> [Reading passage]
^^^^^^^^^^^^^^^^
Commanders and leaders
- Jerônimo Jardim [pt]; Mena Barreto [pt] †;: Fructuoso Rivera

Strength
- 420 men: 250 men

Casualties and losses
- 120 killed and captured: 7 killed 16 wounded

= Battle of Rincón =

1825 battle of the Cisplatine War

The Battle of Rincón, of Rincón de las Gallinas or of Rincón de Haedo was the first engagement between Fructuoso Rivera's rebel forces and those loyal to the Empire of Brazil during the Cisplatine War, taking place in 24 September 1825 in modern Uruguay's Río Negro Department.

== Background ==
The Banda Oriental had been annexed to the United Kingdom of Portugal, Brazil and the Algarves in 31 July 1821, as the Cisplatine Province, after a long conflict with José Gervasio Artigas's forces. The territory was never effectively integrated, economically or legally, into the Empire.

Juan Antonio Lavalleja began a campaign against the Brazilian rule on April 19 1825, ahead of the Thirty-Three Orientals, disembarking on the Agraciada Beach. Soon afterwards they united with more men under General Fructuoso Rivera; this force was too large for the Brazilian troops in the interior to handle and so they retreated to Montevideo. Both Rivera and Lavalleja had served under Artigas in the previous conflict with the Portuguese.
^^^^^^^^^^^^^^^^
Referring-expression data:
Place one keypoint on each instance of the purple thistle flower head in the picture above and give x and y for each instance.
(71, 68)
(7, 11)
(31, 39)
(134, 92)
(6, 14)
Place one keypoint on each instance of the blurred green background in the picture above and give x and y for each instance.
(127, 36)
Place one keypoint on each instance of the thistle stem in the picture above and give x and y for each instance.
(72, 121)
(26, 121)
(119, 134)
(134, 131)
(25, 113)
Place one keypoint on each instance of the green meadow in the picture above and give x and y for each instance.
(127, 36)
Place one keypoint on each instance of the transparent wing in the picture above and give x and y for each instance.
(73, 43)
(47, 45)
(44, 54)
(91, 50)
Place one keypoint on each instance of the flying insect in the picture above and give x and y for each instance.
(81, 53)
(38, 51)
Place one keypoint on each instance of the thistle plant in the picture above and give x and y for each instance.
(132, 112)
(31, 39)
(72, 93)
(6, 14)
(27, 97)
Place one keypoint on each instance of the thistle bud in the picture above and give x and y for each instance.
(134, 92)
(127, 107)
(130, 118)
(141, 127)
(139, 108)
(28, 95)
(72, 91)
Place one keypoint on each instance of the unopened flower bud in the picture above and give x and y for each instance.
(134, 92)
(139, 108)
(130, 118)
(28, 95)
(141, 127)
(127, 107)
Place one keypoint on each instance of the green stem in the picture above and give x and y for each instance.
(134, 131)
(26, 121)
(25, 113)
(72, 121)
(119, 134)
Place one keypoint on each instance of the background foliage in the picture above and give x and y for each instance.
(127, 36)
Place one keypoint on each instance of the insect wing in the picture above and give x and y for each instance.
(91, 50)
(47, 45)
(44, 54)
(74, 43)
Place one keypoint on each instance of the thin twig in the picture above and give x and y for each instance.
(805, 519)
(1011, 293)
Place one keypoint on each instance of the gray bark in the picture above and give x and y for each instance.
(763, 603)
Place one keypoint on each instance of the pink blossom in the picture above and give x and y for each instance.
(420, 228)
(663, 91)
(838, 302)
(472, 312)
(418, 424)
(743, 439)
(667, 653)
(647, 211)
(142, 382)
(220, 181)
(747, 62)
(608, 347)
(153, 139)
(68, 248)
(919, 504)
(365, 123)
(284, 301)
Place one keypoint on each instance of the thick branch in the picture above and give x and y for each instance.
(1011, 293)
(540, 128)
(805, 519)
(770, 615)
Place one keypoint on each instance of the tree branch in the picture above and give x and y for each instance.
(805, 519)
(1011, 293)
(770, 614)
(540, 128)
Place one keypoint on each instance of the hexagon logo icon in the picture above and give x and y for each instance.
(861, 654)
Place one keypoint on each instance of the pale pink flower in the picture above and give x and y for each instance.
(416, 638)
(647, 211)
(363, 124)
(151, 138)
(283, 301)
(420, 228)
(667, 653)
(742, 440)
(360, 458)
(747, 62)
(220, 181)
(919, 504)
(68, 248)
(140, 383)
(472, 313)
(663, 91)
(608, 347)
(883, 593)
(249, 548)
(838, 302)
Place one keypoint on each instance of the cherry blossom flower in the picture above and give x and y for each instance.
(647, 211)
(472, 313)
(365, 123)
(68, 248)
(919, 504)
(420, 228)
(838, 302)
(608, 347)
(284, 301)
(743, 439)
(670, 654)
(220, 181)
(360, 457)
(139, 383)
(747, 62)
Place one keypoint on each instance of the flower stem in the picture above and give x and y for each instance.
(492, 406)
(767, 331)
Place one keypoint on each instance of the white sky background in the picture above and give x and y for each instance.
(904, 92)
^^^^^^^^^^^^^^^^
> [Things to do]
• 1. Reproduce the stretch of the Battle of Rincón article from "1825 battle of" through "into the Empire.".
• 2. Carry the Battle of Rincón article forward from its last sentence.
The listing has no role in this exercise.

> [Per-task outputs]
• 1.
1825 battle of the Cisplatine War

The Battle of Rincón, of Rincón de las Gallinas or of Rincón de Haedo was the first engagement between Fructuoso Rivera's rebel forces and those loyal to the Empire of Brazil during the Cisplatine War, taking place in 24 September 1825 in modern Uruguay's Río Negro Department.

== Background ==
The Banda Oriental had been annexed to the United Kingdom of Portugal, Brazil and the Algarves in 31 July 1821, as the Cisplatine Province, after a long conflict with José Gervasio Artigas's forces. The territory was never effectively integrated, economically or legally, into the Empire.

• 2.
On 25 August, the rebels, who controlled most of the Uruguayan countryside, declared independence from Brazil in the Congreso de la Florida, and their intent to unite with the United Provinces. Immediately, fighting began between them and the Brazilian forces. Some of these, under the command of General João de Deus Mena Barreto, were operating on the shore of the Uruguay River and had circa 8,000 horses under their power in the Rincón de Haedo, which was nearly surrounded by rivers, with its single land connection being called the Portones de Haedo. Rivera moved to try to seize the horses, planning to avoid fighting Mena Barreto's forces.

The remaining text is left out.